- [Document passage]:
Friday, November 7, 2008

Christian Terrorists

Let's talk about the Christian Terrorists for a moment. They don't exist, you say? Christians are too nice and loving to ever be terrorists, because our religion is all about love, forgiveness, turning the other cheek and whatnot? That's just Wrong. What do you call someone who bombs a medical clinic whose practices they disagree with? A terrorist. What do you call someone who starts wars in the Middle East so they can get Armageddon started? A murderer, and let's remember folks, murder is still a deadly sin. What do you call someone who beats up and kills someone because they think their sexuality is a sin? A murderer. What do you call people who pass laws to prevent other people from committing what they perceive to be sins according to their religion? Well, in the old days, they probably would have been Pharisees. Is it Christ-like? No. What Would Jesus Do? Jesus would have hugged them, talked to them and told them about God, hoping to convert them. If he wasn't successful, he would have walked away. And guess what - that's the most effective way to bring someone to your religion. Give them a taste of the best of it, be kind to them, and if they don't convert right away, leave them be. Let the seed you have planted have time to take root. Give them time and space to reflect on their lives and how this new relationship with God might give them the hope, peace and guidance they need. Legislating morality and religion was the way of Romans and Greeks, not Christ.

Please, I beg of you, quit reading the letters of Paul and the Apostles. They're interesting and can tell you a great deal about the beginnings of the Christian religion, but they don't give you a guide for how to act toward each other. They are full of admonitions, rules and messages in code to the leaders of early churches on how to survive the political attacks on them. Early Christians were often imprisoned, enslaved and killed for their beliefs. They had to write to each other in code because their messages could easily be intercepted. Early Christians had to obey some of the standard culture they lived in, and let's remember, in early Greece and Rome, women were slightly more than slaves.

Here's my plea for rational, Christ-like vision: please remember that Paul was a converted Pharisee. Before his vision on the way to Damascus (I like the expression "his epileptic fit on the way to Damascus) he was a Pharisee who persecuted and killed Jews. After he converted, did his nature and habits completely change? No, obviously they did not. In his militant violence, was he being truly Christ-like or more of a powerful leader who successfully spread the new religion? The latter.

Here's the big question: Should we take our queues on morality, how to behave toward one another, from the Apostle Paul, or from Christ? The answer should be obvious.

READ THE GOSPELS. Read them a lot. Reflect on what is consistent and makes sense, because some of it is confusing. The messages to us from Christ's blameless life:

1. Do not covet wealth. If you have wealth, use it for good and get rid of as much excess as you can because it will corrupt you.

- [Dataset content]:
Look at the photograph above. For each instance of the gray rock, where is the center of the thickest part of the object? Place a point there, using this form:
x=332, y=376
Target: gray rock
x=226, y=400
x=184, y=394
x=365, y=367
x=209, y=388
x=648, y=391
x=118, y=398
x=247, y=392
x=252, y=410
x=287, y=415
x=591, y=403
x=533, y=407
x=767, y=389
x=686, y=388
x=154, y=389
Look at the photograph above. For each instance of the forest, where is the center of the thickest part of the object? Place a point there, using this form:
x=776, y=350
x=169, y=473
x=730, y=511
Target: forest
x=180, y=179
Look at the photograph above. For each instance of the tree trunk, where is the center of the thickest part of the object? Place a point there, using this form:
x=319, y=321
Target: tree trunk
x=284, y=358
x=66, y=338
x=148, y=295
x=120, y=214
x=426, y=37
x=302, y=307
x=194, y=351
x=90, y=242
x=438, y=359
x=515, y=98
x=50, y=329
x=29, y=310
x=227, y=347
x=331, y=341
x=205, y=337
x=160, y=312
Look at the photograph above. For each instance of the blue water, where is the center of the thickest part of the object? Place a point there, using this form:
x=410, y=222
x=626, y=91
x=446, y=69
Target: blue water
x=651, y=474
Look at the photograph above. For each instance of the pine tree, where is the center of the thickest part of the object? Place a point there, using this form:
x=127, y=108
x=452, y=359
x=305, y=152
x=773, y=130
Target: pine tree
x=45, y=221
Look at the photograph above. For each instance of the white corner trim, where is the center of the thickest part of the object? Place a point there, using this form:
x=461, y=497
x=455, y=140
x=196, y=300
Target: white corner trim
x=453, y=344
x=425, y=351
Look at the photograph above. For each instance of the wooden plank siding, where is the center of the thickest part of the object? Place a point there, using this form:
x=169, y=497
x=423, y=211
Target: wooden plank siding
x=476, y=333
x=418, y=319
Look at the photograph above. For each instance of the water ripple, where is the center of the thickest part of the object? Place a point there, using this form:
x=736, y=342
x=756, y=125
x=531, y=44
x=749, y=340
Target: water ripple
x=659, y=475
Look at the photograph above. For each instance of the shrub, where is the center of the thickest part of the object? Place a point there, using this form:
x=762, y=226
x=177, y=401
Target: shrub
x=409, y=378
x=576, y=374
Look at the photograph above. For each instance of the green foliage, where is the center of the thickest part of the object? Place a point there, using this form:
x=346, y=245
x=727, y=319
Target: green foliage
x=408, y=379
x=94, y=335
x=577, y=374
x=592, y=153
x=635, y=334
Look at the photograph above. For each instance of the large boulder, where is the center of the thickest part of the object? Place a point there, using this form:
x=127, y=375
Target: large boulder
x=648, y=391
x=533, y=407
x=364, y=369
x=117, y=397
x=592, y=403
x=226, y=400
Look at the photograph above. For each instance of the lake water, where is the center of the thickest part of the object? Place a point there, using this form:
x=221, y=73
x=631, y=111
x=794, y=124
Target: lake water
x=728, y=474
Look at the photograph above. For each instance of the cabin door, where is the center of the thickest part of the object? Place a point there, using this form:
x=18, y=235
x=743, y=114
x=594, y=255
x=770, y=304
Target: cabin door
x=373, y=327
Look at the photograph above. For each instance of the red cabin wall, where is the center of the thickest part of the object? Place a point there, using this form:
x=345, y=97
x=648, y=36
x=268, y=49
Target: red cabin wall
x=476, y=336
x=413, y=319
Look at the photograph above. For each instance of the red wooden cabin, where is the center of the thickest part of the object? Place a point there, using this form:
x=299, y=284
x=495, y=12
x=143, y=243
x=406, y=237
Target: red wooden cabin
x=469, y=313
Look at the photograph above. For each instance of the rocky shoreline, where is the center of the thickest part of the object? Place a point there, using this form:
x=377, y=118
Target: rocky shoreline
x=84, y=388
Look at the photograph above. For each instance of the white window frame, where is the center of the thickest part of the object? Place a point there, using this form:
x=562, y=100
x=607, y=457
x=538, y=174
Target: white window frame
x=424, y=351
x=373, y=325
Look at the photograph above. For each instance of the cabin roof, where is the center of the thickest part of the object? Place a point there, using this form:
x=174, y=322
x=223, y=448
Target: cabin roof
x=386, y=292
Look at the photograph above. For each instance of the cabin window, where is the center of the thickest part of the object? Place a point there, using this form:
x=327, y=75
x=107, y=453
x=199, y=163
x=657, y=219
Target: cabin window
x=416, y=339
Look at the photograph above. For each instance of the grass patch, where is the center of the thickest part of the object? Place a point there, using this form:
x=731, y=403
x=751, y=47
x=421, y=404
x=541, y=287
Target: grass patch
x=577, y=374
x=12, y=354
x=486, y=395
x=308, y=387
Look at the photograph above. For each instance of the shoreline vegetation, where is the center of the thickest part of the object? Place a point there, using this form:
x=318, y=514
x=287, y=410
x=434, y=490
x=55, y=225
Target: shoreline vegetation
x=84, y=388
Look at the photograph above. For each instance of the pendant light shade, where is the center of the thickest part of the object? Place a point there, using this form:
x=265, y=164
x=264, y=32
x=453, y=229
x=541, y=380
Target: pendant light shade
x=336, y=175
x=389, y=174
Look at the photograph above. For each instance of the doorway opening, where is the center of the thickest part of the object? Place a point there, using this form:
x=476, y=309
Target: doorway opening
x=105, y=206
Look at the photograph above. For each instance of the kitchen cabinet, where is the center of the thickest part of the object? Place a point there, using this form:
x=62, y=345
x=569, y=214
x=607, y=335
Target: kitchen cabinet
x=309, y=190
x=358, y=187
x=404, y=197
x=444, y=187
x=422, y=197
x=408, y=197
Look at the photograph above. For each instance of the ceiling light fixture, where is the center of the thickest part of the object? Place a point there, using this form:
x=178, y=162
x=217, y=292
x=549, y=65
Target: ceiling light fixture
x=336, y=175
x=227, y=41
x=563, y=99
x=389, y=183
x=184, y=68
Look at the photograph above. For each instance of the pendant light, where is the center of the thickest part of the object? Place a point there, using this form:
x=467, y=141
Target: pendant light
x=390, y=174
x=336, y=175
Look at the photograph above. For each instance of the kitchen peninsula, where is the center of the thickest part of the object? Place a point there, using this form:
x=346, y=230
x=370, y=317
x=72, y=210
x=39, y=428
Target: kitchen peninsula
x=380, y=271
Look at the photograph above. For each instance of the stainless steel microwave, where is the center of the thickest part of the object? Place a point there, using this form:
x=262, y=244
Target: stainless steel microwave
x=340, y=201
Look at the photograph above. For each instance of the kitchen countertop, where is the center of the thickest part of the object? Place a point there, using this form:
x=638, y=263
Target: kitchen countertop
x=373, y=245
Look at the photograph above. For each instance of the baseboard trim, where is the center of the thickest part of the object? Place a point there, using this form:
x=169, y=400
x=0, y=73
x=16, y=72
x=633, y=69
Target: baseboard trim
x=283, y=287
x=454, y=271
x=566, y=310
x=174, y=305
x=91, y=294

- [Work instruction 1]:
Answer these questions from the blog post on Christian terrorists.
(a) What was Paul before his vision on the way to Damascus?
(b) Why did early Christians have to write to each other in code?
(c) Whose way does the post say legislating morality and religion was?
- [Work instruction 2]:
From the blog post on Christian terrorists, extract the passage starting at "Here's my plea" and ending at "religion? The latter.".

- [Expected answer 1]:
(a) A Pharisee who persecuted and killed Jews.
(b) Their messages could easily be intercepted.
(c) The way of the Romans and Greeks.

- [Expected answer 2]:
Here's my plea for rational, Christ-like vision: please remember that Paul was a converted Pharisee. Before his vision on the way to Damascus (I like the expression "his epileptic fit on the way to Damascus) he was a Pharisee who persecuted and killed Jews. After he converted, did his nature and habits completely change? No, obviously they did not. In his militant violence, was he being truly Christ-like or more of a powerful leader who successfully spread the new religion? The latter.